Dans l’industrie, le taux d’ouverture des établissements a été de 75 % en avril contre 50 % en mars. Le nombre de jours de fermeture varie néanmoins de 1 jour dans l’industrie pharmaceutique à 11 jours dans le matériel de transport. Pour le deuxième mois consécutif, l’activité se replie dans tous les secteurs industriels ; ce repli est dans l’ensemble moins marqué qu’au mois de mars, si l’on tient compte du fait que la durée du confinement y a été deux fois plus longue. Les plus forts reculs concernent l’industrie automobile, la plasturgie, les fabrications d’équipement ou la métallurgie. Pour l’ensemble de l’industrie, le taux d’utilisation des capacités de production est passé de 77 % en février à 56 % en mars, et 46 % en avril, soit le plus bas niveau jamais enregistré par la Banque de France.

La perte d’activité dans la construction serait restée très importante, de l’ordre de -75 % contre -80 % en mars. En avril, l’activité de services marchands est en baisse de 27 % par rapport à l’année dernière, contre -37 % en mars. Le nombre de jours de fermeture exceptionnelle pour les services est de 9 jours en moyenne en avril, après 6 jours en mars, avec des écarts très importants de 1 jour dans l’informatique à 24 jours dans l’hébergement restauration. Le secteur de l’hébergement et la restauration est, en raison des fermetures, le plus touché. L’intérim a connu un mois d’avril sans précédent dû à la fermeture de nombreux établissements qui y ont fortement recours (automobile, restauration, hébergement). Les entreprises de services dont les salariés ont pu être mis en télétravail ont mieux résisté que les autres. Trois secteurs des services utilisent le télétravail à plus de 70 % : l’édition, l’informatique ainsi que les activités juridiques et comptables. Pour ce dernier secteur, 39 % des chefs d’entreprise interrogés déclarent avoir eu recours au télétravail, contre 16 % dans l’industrie et 14 % dans le bâtiment.

* [Liste des activités]
1. Mettez sous forme de liste le paragraphe de l'extrait sur l'activité des entreprises qui commence par « Dans l'industrie, le taux d'ouverture », sans perdre ses faits principaux.
2. Reprenez l'extrait sur l'activité des entreprises là où il s'arrête et poursuivez-le.

* [Extraits de données]
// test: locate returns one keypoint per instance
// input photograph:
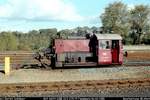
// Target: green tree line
(133, 24)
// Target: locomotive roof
(109, 36)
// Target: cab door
(115, 51)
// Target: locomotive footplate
(80, 64)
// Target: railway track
(24, 58)
(72, 85)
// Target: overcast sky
(25, 15)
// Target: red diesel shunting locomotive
(100, 49)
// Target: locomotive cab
(110, 50)
(100, 49)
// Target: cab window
(104, 44)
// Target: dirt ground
(43, 75)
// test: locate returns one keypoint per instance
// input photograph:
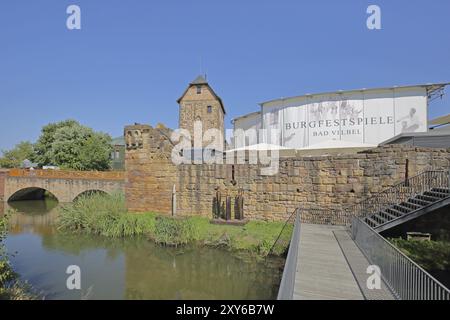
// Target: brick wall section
(3, 174)
(150, 171)
(194, 107)
(324, 181)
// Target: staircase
(412, 208)
(416, 196)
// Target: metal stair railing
(287, 284)
(406, 279)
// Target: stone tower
(200, 102)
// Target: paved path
(358, 263)
(322, 270)
(331, 267)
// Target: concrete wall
(324, 181)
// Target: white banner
(365, 117)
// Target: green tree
(70, 145)
(14, 157)
(43, 147)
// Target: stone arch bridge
(64, 185)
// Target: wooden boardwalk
(324, 270)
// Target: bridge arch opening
(31, 193)
(89, 193)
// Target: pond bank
(107, 216)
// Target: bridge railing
(287, 284)
(65, 174)
(406, 279)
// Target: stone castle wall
(194, 107)
(2, 184)
(320, 181)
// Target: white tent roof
(260, 146)
(334, 144)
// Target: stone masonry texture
(333, 181)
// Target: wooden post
(218, 205)
(228, 208)
(239, 206)
(174, 201)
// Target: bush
(104, 215)
(11, 288)
(107, 216)
(174, 232)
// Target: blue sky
(132, 59)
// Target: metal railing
(283, 240)
(287, 284)
(406, 279)
(394, 195)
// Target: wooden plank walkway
(358, 263)
(330, 266)
(322, 270)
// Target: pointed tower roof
(200, 80)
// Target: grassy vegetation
(11, 288)
(431, 255)
(107, 216)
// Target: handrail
(406, 279)
(289, 219)
(287, 284)
(399, 192)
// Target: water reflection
(129, 268)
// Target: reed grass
(106, 215)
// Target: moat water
(128, 268)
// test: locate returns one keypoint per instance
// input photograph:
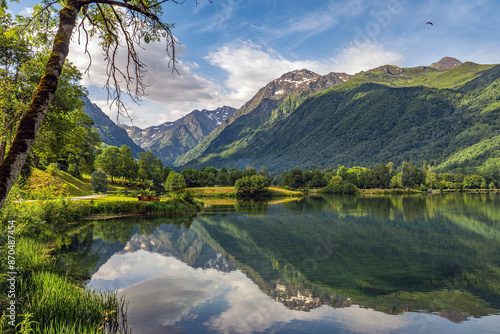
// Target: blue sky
(231, 48)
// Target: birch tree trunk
(32, 120)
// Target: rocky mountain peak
(446, 63)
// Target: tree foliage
(175, 182)
(116, 23)
(99, 181)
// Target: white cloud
(163, 293)
(249, 67)
(170, 95)
(361, 56)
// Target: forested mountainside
(446, 114)
(288, 90)
(172, 139)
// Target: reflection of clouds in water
(164, 293)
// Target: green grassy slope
(381, 115)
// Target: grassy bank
(47, 298)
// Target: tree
(474, 182)
(150, 169)
(99, 181)
(175, 182)
(249, 171)
(191, 177)
(234, 175)
(134, 21)
(222, 178)
(411, 176)
(251, 186)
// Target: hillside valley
(172, 139)
(110, 133)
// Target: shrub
(99, 181)
(53, 169)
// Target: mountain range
(445, 113)
(172, 139)
(110, 133)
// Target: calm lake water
(421, 264)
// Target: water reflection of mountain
(437, 254)
(182, 244)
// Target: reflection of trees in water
(410, 207)
(393, 253)
(74, 246)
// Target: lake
(416, 264)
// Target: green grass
(48, 302)
(43, 185)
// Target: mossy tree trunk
(32, 120)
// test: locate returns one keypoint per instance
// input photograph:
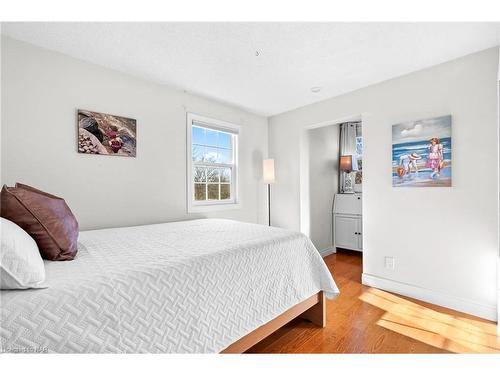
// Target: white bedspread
(194, 286)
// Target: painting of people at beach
(103, 134)
(421, 153)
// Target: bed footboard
(312, 309)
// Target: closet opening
(331, 188)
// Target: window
(212, 164)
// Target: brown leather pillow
(45, 217)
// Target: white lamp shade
(268, 171)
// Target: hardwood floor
(368, 320)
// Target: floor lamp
(268, 175)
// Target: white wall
(323, 183)
(444, 239)
(41, 91)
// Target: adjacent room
(249, 187)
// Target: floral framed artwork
(104, 134)
(421, 153)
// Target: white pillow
(21, 265)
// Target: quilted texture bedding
(184, 287)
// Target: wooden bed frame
(312, 309)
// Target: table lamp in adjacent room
(347, 164)
(268, 176)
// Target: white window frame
(212, 205)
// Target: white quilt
(184, 287)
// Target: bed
(200, 286)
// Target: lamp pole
(269, 203)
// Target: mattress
(184, 287)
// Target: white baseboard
(327, 251)
(438, 298)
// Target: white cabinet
(348, 222)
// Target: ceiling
(266, 68)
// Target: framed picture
(421, 153)
(104, 134)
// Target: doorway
(321, 180)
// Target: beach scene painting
(421, 153)
(103, 134)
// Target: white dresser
(347, 221)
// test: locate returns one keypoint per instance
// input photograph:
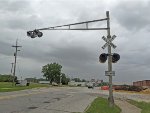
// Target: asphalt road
(46, 100)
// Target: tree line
(7, 78)
(52, 73)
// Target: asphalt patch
(32, 107)
(46, 102)
(57, 98)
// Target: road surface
(45, 100)
(58, 99)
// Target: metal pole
(60, 80)
(15, 54)
(12, 65)
(111, 99)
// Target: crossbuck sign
(109, 42)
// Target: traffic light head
(103, 58)
(115, 57)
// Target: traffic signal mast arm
(79, 23)
(37, 33)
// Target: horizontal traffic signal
(103, 57)
(35, 33)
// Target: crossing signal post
(103, 57)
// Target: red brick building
(144, 83)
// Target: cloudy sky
(77, 51)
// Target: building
(143, 83)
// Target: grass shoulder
(145, 106)
(101, 105)
(7, 86)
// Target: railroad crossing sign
(109, 73)
(109, 42)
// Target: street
(45, 100)
(57, 99)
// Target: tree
(76, 79)
(52, 72)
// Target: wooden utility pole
(15, 54)
(111, 99)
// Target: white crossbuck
(109, 42)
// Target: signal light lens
(115, 57)
(103, 58)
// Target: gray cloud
(133, 15)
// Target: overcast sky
(77, 51)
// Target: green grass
(101, 105)
(7, 86)
(143, 105)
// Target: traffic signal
(103, 57)
(35, 33)
(115, 57)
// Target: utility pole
(12, 65)
(15, 54)
(112, 58)
(111, 99)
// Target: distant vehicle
(54, 84)
(90, 85)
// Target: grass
(101, 105)
(142, 105)
(7, 86)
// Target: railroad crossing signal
(109, 42)
(109, 73)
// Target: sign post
(110, 99)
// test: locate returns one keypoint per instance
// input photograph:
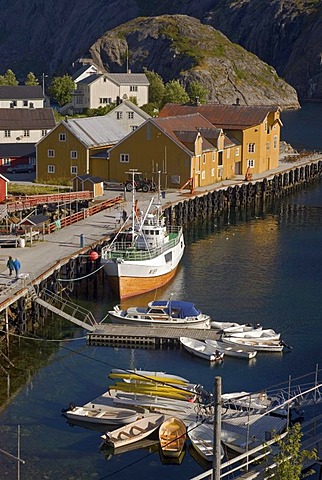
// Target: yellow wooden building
(77, 146)
(257, 129)
(180, 148)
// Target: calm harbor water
(258, 267)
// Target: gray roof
(27, 119)
(21, 92)
(17, 150)
(94, 131)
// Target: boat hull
(131, 278)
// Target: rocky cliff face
(181, 47)
(48, 36)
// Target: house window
(275, 142)
(124, 158)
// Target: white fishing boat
(172, 436)
(172, 313)
(146, 256)
(254, 344)
(201, 349)
(102, 414)
(133, 432)
(245, 433)
(231, 351)
(266, 335)
(202, 438)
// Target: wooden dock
(145, 336)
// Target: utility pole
(217, 430)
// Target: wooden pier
(145, 336)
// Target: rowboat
(172, 437)
(103, 415)
(202, 438)
(133, 432)
(172, 313)
(253, 344)
(146, 375)
(231, 351)
(240, 436)
(201, 349)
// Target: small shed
(3, 188)
(88, 182)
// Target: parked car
(22, 168)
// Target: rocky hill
(181, 47)
(48, 36)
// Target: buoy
(93, 256)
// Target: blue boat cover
(177, 308)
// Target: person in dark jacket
(17, 266)
(11, 265)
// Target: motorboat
(202, 438)
(172, 313)
(102, 414)
(144, 256)
(172, 437)
(134, 431)
(254, 344)
(231, 351)
(201, 349)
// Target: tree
(197, 90)
(174, 92)
(9, 78)
(31, 79)
(156, 88)
(60, 89)
(290, 459)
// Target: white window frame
(124, 158)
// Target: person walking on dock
(17, 266)
(11, 265)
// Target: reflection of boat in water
(172, 436)
(172, 313)
(145, 257)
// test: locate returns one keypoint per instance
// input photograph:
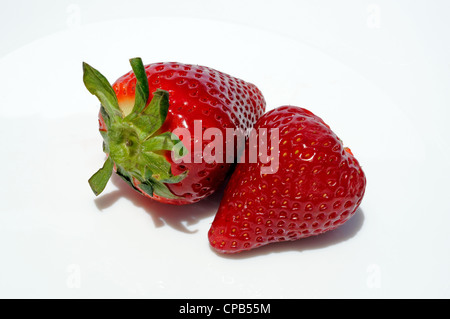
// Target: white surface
(387, 99)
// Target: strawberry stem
(132, 142)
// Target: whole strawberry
(140, 130)
(316, 185)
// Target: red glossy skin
(196, 93)
(318, 187)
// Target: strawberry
(316, 186)
(139, 130)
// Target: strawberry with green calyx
(132, 141)
(138, 129)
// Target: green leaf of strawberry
(130, 141)
(99, 180)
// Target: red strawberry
(318, 186)
(137, 129)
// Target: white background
(377, 71)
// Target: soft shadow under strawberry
(338, 235)
(177, 217)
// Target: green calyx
(134, 144)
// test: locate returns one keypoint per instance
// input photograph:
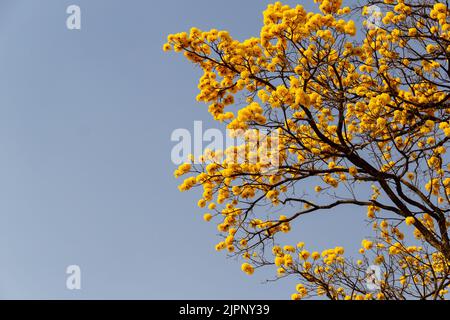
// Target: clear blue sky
(85, 169)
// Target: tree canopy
(353, 107)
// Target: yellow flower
(247, 268)
(410, 221)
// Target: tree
(350, 112)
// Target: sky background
(85, 171)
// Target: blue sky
(85, 169)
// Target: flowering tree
(349, 113)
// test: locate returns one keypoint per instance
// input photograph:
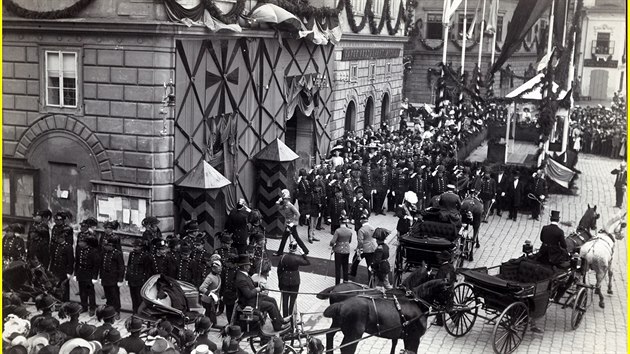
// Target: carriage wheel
(510, 328)
(579, 308)
(460, 319)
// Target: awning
(203, 176)
(276, 151)
(535, 85)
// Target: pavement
(601, 331)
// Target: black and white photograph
(314, 176)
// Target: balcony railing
(603, 48)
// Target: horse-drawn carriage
(429, 237)
(522, 290)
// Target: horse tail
(333, 310)
(325, 294)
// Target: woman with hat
(71, 310)
(112, 272)
(132, 343)
(289, 277)
(203, 324)
(12, 244)
(291, 217)
(340, 244)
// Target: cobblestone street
(601, 331)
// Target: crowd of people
(600, 131)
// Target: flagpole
(464, 33)
(482, 29)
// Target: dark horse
(583, 234)
(472, 210)
(381, 317)
(345, 291)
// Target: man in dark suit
(620, 183)
(236, 224)
(554, 247)
(515, 194)
(250, 295)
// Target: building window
(129, 211)
(460, 25)
(18, 193)
(354, 72)
(602, 44)
(61, 79)
(434, 26)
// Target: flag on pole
(491, 25)
(526, 14)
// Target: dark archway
(351, 117)
(385, 109)
(368, 114)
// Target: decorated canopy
(532, 90)
(203, 176)
(276, 151)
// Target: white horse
(598, 252)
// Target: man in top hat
(112, 272)
(554, 247)
(62, 262)
(38, 242)
(359, 205)
(620, 183)
(236, 224)
(539, 189)
(515, 195)
(162, 261)
(138, 266)
(133, 343)
(249, 295)
(152, 231)
(291, 217)
(13, 244)
(87, 262)
(61, 227)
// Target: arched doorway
(66, 166)
(300, 137)
(385, 109)
(351, 117)
(368, 115)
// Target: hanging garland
(70, 11)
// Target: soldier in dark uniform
(539, 189)
(303, 195)
(335, 206)
(110, 227)
(185, 263)
(227, 291)
(137, 271)
(12, 244)
(152, 231)
(112, 272)
(87, 229)
(87, 262)
(162, 261)
(62, 228)
(38, 242)
(488, 192)
(289, 277)
(62, 262)
(359, 204)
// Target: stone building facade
(99, 118)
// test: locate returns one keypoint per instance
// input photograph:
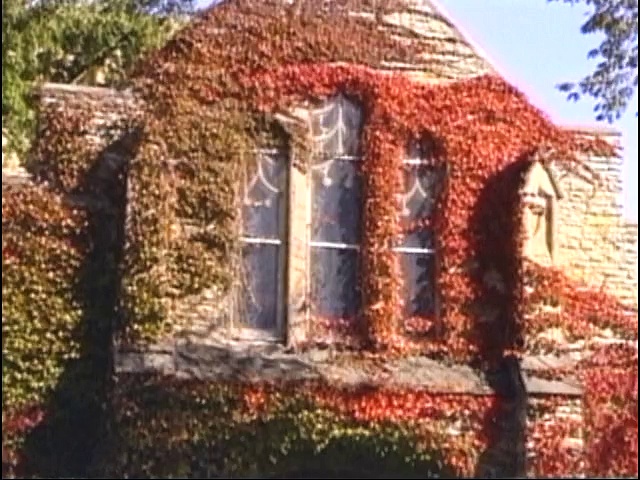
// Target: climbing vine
(213, 96)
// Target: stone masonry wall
(595, 244)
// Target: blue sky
(536, 45)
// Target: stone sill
(259, 360)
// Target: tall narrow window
(336, 206)
(416, 247)
(263, 221)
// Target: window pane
(262, 232)
(336, 202)
(335, 292)
(261, 208)
(422, 185)
(336, 128)
(259, 296)
(418, 271)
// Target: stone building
(300, 268)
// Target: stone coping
(261, 361)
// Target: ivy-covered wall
(157, 179)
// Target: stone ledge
(253, 362)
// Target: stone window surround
(294, 264)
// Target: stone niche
(540, 195)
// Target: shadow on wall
(496, 219)
(77, 413)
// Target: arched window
(336, 210)
(423, 181)
(302, 231)
(263, 232)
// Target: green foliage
(615, 78)
(184, 430)
(67, 41)
(42, 251)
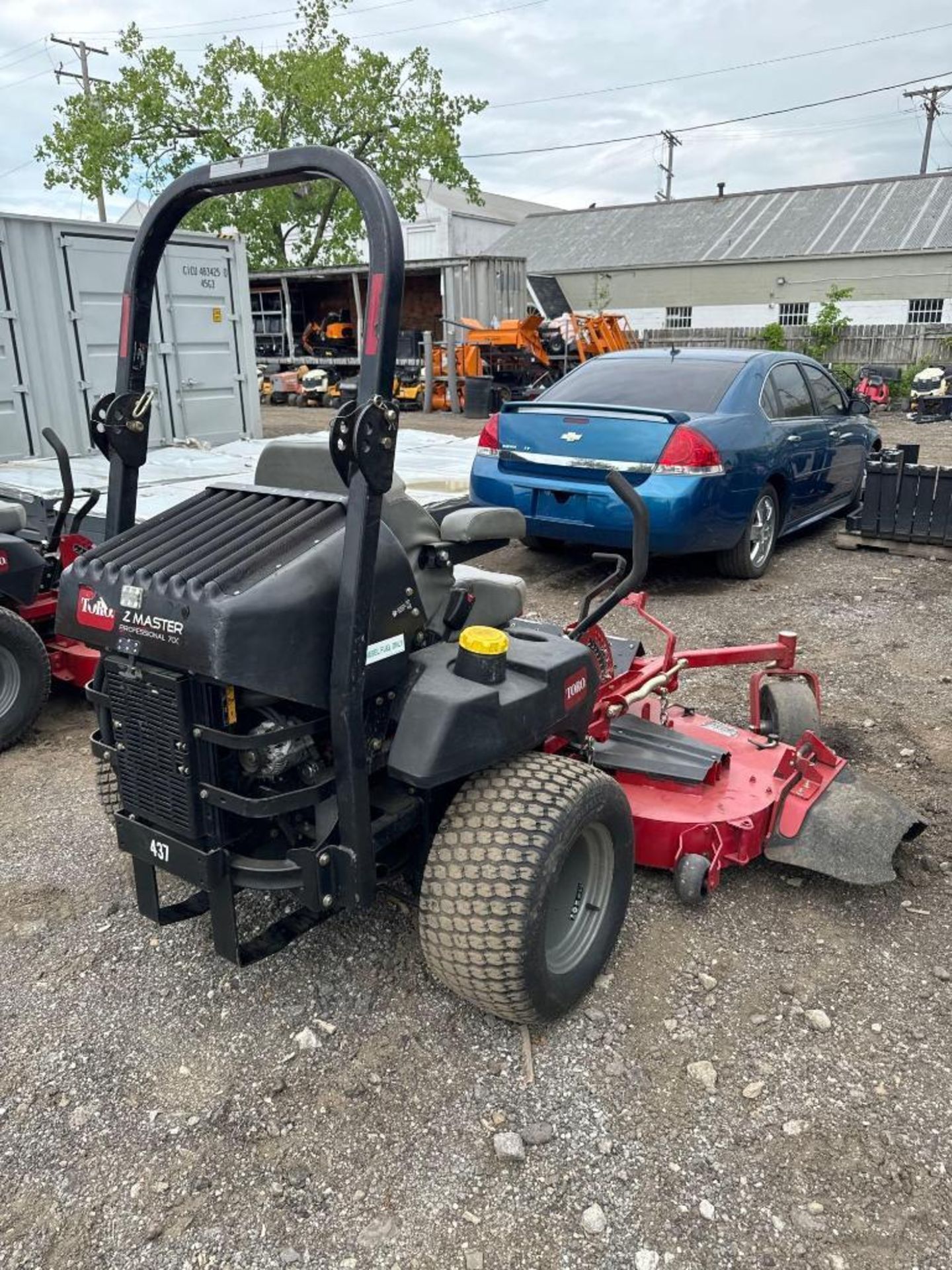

* [Réponses]
1.
- Taux d'ouverture des établissements industriels : 75 % en avril, contre 50 % en mars.
- Jours de fermeture : de 1 jour dans l'industrie pharmaceutique à 11 jours dans le matériel de transport.
- Activité en baisse dans tous les secteurs industriels pour le deuxième mois de suite. La baisse est dans l'ensemble moins forte qu'en mars, si l'on tient compte d'une durée de confinement deux fois plus longue.
- Plus fortes baisses : industrie automobile, plasturgie, fabrications d'équipement et métallurgie.
- Taux d'utilisation des capacités de production de l'industrie : 77 % en février, 56 % en mars et 46 % en avril. C'est le plus bas niveau jamais enregistré par la Banque de France.

2.
50 % des entreprises auraient demandé un PGE

Près de la moitié des entreprises interrogées déclare avoir demandé un Prêt Garanti par l’État (PGE) et 10 % des entreprises envisagent une telle demande au cours des prochaines semaines. Dans l’hébergement-restauration, près de 60 % des entreprises interrogées déclarent avoir demandé un PGE. Dans le secteur des transports, la part des entreprises exprimant une intention de demander un PGE au cours des prochaines semaines est particulièrement importante (20 %).

Une reprise en demi-teinte à partir de mai

La reprise de l’activité attendue en mai (par rapport au mois précédent) devrait être, selon la Banque de France, assez nette mais elle ne permettrait pas de compenser les baisses des deux mois précédents. Le retour à la normale devrait être étalé dans le temps. Selon le Gouverneur de la Banque de France, « un retour à une meilleure fortune économique devra passer par […] un « triangle des réassurances » […] reposant sur la confiance des ménages, la solvabilité des entreprises et la soutenabilité de la dette publique ».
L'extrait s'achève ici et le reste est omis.